_Text block:_
_____

Moreover, a persuasive case can
be made that there is an intrinsic connection between the ecological economic
model and Christianity. Distributive justice and sustainability, as goals for
planetary living, are pale reflections, but reflections nonetheless, of what
Jesus meant by the kingdom of God.15
Let us look at the vivid portrait of Jesus by New Testament scholar John
Dominic Crossan.16“
The open commensality [i.e., table] and radical egalitarianism of Jesus’
Kingdom of God are more terrifying than anything we have ever imagined, and
even if we can never accept it, we should not explain it away as something
else.”17
For Jesus, the kingdom of God was epitomized by everyone being invited
to the table; the kingdom is radically egalitarian at the level of satisfying
bodily needs. Crossan regards the Parable of the Feast as central to
understanding what Jesus means by the kingdom of God. This is a shocking story,
trespassing society’s boundaries of class, gender, status, and ethnicity—as its
end result is inviting all to the feast. There are several versions of
the story (Matt. 22:1–13; Luke 14:15–24; Gospel of Thomas, 64), but in each one
a prominent person invites a number of other people to a banquet, only to have
them decline the invitation. One chooses instead to survey a land purchase,
another to try out some new oxen, a third to attend a wedding. The frustrated
host then tells his servants to go out into the streets of the city and bring
whomever they can find to dinner: the poor, the maimed, the blind, the lame,
the good, and the bad (the list varies in the three versions). The shocking
implication is that everyone—anyone—is invited to share in God’s bounty.

_____

_Extracted data:_

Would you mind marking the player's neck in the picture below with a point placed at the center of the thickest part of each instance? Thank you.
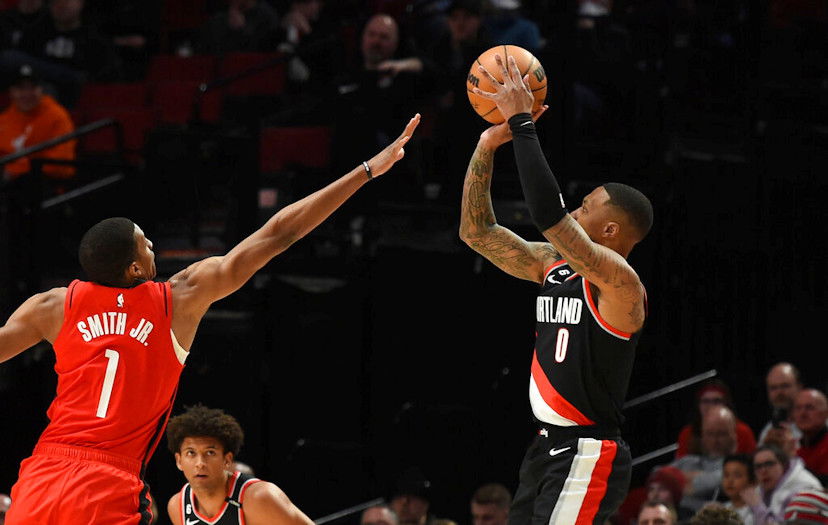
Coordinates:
(210, 500)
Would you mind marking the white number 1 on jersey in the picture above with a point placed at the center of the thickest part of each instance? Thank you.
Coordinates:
(109, 380)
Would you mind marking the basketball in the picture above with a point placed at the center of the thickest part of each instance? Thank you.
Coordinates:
(527, 64)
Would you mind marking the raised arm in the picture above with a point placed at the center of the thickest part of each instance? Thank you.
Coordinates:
(207, 281)
(38, 318)
(478, 225)
(621, 292)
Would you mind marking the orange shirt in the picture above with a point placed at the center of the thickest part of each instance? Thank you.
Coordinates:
(20, 130)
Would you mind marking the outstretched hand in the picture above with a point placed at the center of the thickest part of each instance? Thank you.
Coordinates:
(500, 134)
(382, 161)
(513, 95)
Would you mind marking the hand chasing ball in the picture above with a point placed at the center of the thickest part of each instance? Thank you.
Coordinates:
(527, 64)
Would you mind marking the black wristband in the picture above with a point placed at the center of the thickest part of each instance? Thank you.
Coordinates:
(521, 123)
(540, 189)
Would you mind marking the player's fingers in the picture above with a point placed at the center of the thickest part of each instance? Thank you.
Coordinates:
(484, 94)
(489, 76)
(410, 127)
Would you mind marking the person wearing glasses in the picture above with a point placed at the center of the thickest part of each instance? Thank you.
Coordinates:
(780, 477)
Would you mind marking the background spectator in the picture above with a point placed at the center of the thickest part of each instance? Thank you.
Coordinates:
(714, 393)
(67, 51)
(704, 470)
(807, 507)
(490, 505)
(783, 384)
(34, 117)
(16, 20)
(379, 515)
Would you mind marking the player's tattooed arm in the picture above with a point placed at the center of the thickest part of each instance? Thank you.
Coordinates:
(480, 231)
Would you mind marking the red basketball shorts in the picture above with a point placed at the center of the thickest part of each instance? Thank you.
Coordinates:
(62, 484)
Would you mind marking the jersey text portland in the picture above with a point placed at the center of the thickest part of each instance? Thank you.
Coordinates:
(581, 365)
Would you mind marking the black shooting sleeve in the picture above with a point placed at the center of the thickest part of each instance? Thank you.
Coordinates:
(540, 189)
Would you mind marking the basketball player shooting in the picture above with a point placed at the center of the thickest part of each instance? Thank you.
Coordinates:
(590, 311)
(120, 342)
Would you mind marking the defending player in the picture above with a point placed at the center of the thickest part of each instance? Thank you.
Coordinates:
(590, 312)
(120, 343)
(204, 442)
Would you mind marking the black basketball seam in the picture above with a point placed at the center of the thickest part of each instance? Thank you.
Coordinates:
(494, 108)
(528, 69)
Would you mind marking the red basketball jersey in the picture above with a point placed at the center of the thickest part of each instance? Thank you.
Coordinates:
(118, 369)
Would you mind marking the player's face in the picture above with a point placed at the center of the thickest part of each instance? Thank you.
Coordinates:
(488, 514)
(782, 387)
(25, 96)
(145, 255)
(657, 515)
(593, 214)
(379, 39)
(203, 462)
(734, 479)
(410, 509)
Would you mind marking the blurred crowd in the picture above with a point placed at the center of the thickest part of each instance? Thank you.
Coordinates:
(363, 68)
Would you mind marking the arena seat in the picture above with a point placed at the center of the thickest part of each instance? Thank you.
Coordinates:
(173, 102)
(135, 123)
(283, 147)
(113, 95)
(166, 67)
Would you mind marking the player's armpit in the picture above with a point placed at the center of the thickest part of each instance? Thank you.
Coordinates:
(621, 291)
(174, 509)
(39, 317)
(266, 504)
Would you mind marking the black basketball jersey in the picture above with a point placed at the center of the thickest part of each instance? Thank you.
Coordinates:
(230, 513)
(581, 366)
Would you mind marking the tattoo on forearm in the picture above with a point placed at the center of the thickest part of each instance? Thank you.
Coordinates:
(477, 213)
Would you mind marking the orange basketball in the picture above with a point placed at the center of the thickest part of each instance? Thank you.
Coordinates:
(527, 64)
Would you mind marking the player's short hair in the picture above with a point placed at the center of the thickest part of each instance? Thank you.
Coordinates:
(635, 205)
(493, 494)
(200, 421)
(780, 455)
(744, 459)
(107, 249)
(716, 514)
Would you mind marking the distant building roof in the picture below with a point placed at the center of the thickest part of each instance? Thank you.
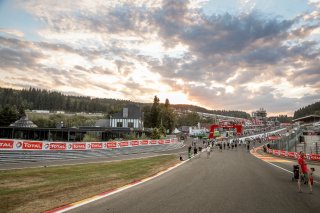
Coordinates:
(308, 118)
(128, 112)
(103, 123)
(23, 122)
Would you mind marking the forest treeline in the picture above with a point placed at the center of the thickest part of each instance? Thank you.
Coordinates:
(312, 109)
(38, 99)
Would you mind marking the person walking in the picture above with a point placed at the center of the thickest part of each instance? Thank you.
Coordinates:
(303, 172)
(208, 151)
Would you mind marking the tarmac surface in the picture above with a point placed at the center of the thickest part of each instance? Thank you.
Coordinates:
(227, 181)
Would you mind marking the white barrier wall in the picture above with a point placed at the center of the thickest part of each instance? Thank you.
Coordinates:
(10, 144)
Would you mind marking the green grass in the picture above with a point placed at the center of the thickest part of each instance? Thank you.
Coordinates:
(40, 189)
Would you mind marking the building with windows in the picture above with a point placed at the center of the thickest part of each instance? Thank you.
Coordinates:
(130, 116)
(260, 117)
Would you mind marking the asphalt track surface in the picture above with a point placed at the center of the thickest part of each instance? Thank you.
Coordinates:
(49, 163)
(227, 181)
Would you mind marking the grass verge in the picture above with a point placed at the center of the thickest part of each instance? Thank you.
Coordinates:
(40, 189)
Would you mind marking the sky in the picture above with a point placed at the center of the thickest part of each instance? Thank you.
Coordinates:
(218, 54)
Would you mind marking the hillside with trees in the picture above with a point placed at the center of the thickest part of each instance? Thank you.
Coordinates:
(192, 108)
(36, 99)
(308, 110)
(156, 114)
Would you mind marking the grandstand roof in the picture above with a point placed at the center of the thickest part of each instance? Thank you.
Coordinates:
(308, 119)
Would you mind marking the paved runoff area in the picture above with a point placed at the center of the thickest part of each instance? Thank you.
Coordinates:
(227, 181)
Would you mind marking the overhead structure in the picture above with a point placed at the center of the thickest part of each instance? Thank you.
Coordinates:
(237, 127)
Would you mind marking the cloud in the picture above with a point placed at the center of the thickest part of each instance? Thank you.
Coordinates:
(136, 49)
(12, 32)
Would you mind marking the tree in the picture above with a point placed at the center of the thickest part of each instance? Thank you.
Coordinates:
(8, 115)
(155, 113)
(168, 117)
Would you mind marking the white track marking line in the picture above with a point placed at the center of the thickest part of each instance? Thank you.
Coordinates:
(95, 198)
(279, 167)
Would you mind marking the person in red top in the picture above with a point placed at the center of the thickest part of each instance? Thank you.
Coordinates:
(303, 171)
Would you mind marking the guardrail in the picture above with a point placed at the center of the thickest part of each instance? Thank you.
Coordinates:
(293, 155)
(9, 144)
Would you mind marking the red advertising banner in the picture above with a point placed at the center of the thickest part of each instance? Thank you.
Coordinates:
(276, 152)
(291, 155)
(32, 145)
(272, 138)
(134, 143)
(144, 142)
(153, 142)
(57, 146)
(283, 153)
(124, 143)
(315, 157)
(160, 141)
(6, 144)
(96, 146)
(79, 146)
(111, 145)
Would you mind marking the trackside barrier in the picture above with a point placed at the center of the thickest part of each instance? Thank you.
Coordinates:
(12, 144)
(293, 155)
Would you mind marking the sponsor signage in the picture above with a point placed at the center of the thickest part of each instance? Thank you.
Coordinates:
(315, 157)
(144, 142)
(134, 143)
(124, 143)
(57, 146)
(111, 145)
(78, 146)
(96, 145)
(153, 142)
(30, 145)
(283, 153)
(160, 141)
(273, 138)
(6, 144)
(291, 154)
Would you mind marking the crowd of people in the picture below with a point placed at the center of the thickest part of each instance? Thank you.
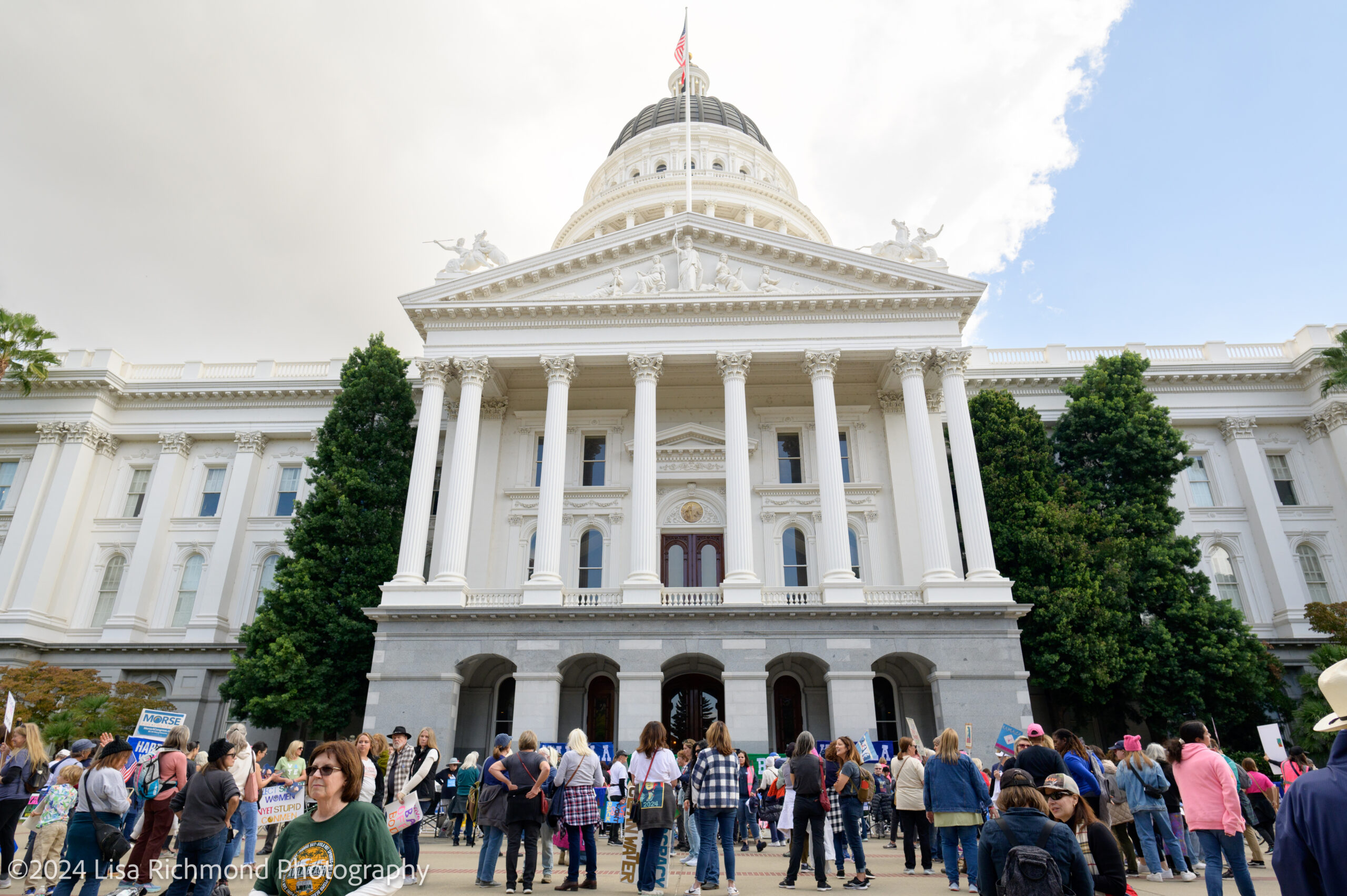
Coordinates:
(1052, 809)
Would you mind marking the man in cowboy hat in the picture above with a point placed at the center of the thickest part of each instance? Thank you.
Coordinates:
(1310, 859)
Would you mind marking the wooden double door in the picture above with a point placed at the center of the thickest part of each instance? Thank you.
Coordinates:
(693, 561)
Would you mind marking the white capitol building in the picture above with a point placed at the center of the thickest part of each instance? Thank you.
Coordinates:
(691, 461)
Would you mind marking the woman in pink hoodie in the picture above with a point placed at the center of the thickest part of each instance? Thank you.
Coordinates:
(1211, 805)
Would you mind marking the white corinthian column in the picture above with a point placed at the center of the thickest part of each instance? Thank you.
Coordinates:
(546, 585)
(836, 566)
(741, 584)
(456, 494)
(968, 474)
(411, 553)
(643, 584)
(926, 484)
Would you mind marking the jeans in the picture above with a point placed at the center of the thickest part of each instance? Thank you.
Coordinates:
(573, 870)
(244, 822)
(652, 841)
(850, 834)
(810, 814)
(200, 865)
(1214, 844)
(694, 836)
(713, 821)
(411, 842)
(1147, 822)
(745, 822)
(491, 852)
(950, 840)
(915, 828)
(528, 832)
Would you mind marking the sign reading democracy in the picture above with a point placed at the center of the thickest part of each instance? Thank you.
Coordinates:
(279, 805)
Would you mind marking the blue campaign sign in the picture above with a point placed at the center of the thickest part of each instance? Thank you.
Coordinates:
(143, 748)
(155, 724)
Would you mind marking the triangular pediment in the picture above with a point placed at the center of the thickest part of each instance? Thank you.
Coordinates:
(643, 265)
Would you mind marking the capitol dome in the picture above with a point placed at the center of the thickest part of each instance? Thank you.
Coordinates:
(705, 109)
(736, 176)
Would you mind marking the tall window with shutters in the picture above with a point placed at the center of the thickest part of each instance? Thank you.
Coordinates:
(108, 589)
(188, 590)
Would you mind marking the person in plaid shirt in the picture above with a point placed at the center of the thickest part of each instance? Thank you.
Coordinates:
(716, 793)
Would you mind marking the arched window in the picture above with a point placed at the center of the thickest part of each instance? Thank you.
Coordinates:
(268, 578)
(1228, 585)
(1314, 573)
(108, 589)
(794, 560)
(592, 560)
(506, 707)
(188, 590)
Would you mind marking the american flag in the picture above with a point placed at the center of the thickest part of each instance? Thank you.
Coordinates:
(681, 47)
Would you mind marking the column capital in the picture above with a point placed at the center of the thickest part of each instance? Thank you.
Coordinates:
(821, 364)
(174, 444)
(51, 433)
(495, 409)
(951, 361)
(646, 367)
(559, 368)
(910, 361)
(1238, 428)
(733, 364)
(891, 402)
(472, 371)
(436, 369)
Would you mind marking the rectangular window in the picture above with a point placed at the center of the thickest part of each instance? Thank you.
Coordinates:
(210, 492)
(136, 494)
(289, 489)
(596, 452)
(7, 472)
(1283, 480)
(1199, 481)
(788, 457)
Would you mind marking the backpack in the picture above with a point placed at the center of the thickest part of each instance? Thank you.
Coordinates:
(1030, 871)
(147, 783)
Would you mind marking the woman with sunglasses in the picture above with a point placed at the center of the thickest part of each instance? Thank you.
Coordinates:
(343, 844)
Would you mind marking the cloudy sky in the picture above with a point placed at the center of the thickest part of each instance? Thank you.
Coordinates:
(256, 179)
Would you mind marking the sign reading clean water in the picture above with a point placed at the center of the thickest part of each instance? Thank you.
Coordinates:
(155, 724)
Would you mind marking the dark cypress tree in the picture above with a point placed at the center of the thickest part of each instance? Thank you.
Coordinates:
(309, 650)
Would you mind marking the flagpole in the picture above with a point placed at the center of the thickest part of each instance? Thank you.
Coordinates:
(687, 93)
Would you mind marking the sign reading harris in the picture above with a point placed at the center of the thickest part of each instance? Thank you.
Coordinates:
(154, 726)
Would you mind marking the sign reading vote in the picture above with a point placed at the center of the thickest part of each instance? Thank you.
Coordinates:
(155, 724)
(280, 805)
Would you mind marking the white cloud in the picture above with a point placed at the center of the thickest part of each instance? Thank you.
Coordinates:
(256, 179)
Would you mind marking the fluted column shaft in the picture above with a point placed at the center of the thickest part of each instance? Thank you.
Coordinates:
(739, 523)
(547, 557)
(935, 553)
(646, 565)
(456, 495)
(968, 472)
(411, 553)
(836, 556)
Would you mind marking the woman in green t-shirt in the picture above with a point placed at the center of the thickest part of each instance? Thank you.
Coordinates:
(340, 847)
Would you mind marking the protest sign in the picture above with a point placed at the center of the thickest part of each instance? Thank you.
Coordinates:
(280, 805)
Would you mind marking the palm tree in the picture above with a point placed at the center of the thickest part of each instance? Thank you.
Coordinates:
(1336, 361)
(22, 356)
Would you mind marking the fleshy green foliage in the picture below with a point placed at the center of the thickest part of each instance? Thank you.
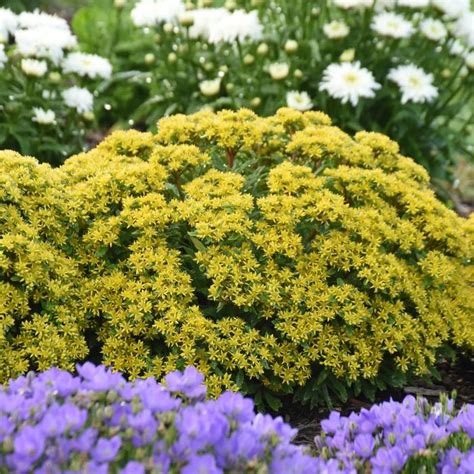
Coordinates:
(278, 255)
(38, 323)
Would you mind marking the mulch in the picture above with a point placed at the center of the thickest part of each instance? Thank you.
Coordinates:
(457, 376)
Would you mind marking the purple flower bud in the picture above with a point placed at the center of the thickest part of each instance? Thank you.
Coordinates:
(389, 460)
(106, 449)
(133, 467)
(29, 444)
(201, 464)
(364, 445)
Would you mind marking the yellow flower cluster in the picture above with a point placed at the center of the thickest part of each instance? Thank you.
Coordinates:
(253, 248)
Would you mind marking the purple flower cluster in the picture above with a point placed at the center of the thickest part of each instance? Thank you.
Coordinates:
(412, 436)
(97, 422)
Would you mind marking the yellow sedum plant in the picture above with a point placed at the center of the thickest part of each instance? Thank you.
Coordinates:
(272, 253)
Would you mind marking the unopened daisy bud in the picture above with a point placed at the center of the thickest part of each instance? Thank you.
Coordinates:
(230, 5)
(291, 46)
(347, 55)
(43, 117)
(446, 73)
(262, 49)
(298, 100)
(249, 59)
(186, 19)
(54, 76)
(255, 102)
(210, 88)
(149, 58)
(279, 71)
(336, 29)
(298, 73)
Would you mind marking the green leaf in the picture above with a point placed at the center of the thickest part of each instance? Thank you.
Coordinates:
(197, 243)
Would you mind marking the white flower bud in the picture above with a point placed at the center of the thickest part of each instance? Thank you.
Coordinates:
(279, 71)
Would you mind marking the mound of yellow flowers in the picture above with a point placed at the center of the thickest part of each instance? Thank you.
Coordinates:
(271, 253)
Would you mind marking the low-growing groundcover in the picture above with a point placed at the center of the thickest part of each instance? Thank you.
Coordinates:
(97, 422)
(277, 255)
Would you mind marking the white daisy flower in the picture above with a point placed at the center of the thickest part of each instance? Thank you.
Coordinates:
(278, 71)
(457, 48)
(452, 8)
(3, 56)
(346, 4)
(236, 25)
(348, 82)
(413, 3)
(43, 117)
(204, 20)
(347, 55)
(382, 5)
(78, 98)
(33, 67)
(414, 83)
(464, 28)
(37, 19)
(298, 100)
(89, 65)
(336, 29)
(211, 87)
(8, 24)
(44, 42)
(392, 24)
(433, 29)
(154, 12)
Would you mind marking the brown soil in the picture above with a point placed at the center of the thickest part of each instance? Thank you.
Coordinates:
(458, 376)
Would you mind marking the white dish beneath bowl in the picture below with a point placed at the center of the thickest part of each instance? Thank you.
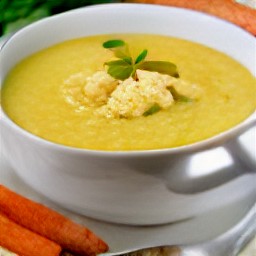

_____

_Your objective:_
Can you reproduce the passage on Jesus and the kingdom of God in full, word for word? The items come from a different source than the passage.

_Solution to the exercise:_
Moreover, a persuasive case can
be made that there is an intrinsic connection between the ecological economic
model and Christianity. Distributive justice and sustainability, as goals for
planetary living, are pale reflections, but reflections nonetheless, of what
Jesus meant by the kingdom of God.15
Let us look at the vivid portrait of Jesus by New Testament scholar John
Dominic Crossan.16“
The open commensality [i.e., table] and radical egalitarianism of Jesus’
Kingdom of God are more terrifying than anything we have ever imagined, and
even if we can never accept it, we should not explain it away as something
else.”17
For Jesus, the kingdom of God was epitomized by everyone being invited
to the table; the kingdom is radically egalitarian at the level of satisfying
bodily needs. Crossan regards the Parable of the Feast as central to
understanding what Jesus means by the kingdom of God. This is a shocking story,
trespassing society’s boundaries of class, gender, status, and ethnicity—as its
end result is inviting all to the feast. There are several versions of
the story (Matt. 22:1–13; Luke 14:15–24; Gospel of Thomas, 64), but in each one
a prominent person invites a number of other people to a banquet, only to have
them decline the invitation. One chooses instead to survey a land purchase,
another to try out some new oxen, a third to attend a wedding. The frustrated
host then tells his servants to go out into the streets of the city and bring
whomever they can find to dinner: the poor, the maimed, the blind, the lame,
the good, and the bad (the list varies in the three versions). The shocking
implication is that everyone—anyone—is invited to share in God’s bounty.